§ WRITTEN INSTRUCTION: Output the material below verbatim, line for line, without changing anything.

§ Data entries:
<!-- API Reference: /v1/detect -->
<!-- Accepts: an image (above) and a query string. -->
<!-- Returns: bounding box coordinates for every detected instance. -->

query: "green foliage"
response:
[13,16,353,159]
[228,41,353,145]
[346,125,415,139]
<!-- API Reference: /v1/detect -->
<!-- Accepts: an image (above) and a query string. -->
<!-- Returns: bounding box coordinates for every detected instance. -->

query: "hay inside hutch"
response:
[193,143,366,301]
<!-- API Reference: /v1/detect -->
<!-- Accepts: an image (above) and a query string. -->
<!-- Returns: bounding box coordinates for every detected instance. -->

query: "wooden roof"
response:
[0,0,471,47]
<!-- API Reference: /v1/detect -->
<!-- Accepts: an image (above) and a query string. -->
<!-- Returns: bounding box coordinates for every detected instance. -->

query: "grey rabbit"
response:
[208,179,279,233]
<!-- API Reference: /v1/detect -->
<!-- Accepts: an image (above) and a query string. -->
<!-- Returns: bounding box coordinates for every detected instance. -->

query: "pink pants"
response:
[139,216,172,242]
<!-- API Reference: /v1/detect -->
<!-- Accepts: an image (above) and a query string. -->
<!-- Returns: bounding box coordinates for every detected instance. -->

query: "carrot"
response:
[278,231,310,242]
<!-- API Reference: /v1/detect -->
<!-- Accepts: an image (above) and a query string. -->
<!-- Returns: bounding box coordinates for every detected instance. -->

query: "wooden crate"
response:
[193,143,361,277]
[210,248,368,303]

§ EXERCISE RESPONSE:
<!-- API Reference: /v1/detect -->
<!-- Accepts: an image (above) and a query string. -->
<!-- Returns: bounding box coordinates for every detected instance. -->

query: "green foliage"
response:
[13,16,353,159]
[228,41,353,145]
[346,125,415,139]
<!-- API Reference: /v1/detect -->
<!-- Accepts: an image (above) and a query string. -->
<!-- Returns: bounding box coordinates for every detected instance. -->

query: "hay inside hutch"
response:
[193,143,366,301]
<!-- API Reference: /v1/detect -->
<!-- Accepts: an image (above) and a query string. -->
<!-- Returns: bounding box coordinates for every detected instance. -->

query: "wooden roof"
response:
[0,0,471,47]
<!-- API Reference: /v1/detect -->
<!-- Accepts: an image (above) and a query string. -->
<!-- Returns: bounding box coordinates for every detected instance. -->

query: "grey rabbit"
response:
[208,179,279,233]
<!-- API Reference: /v1/detect -->
<!-- Accepts: an image (above) and a query string. -->
<!-- Returns: bounding box coordinates for every detected instance. -->

query: "pink pants"
response:
[139,216,172,242]
<!-- API Reference: /v1/detect -->
<!-- Accepts: an image (above) and a query string. -->
<!-- Returns: bounding box coordinates for every detected instance. -->

query: "carrot"
response:
[278,231,310,242]
<!-- API Reference: /v1/detect -->
<!-- Accepts: an image (above) and a query string. -->
<!-- Returns: bounding box coordinates for every detected instance. -->

query: "wooden crate"
response:
[193,143,361,277]
[210,248,368,303]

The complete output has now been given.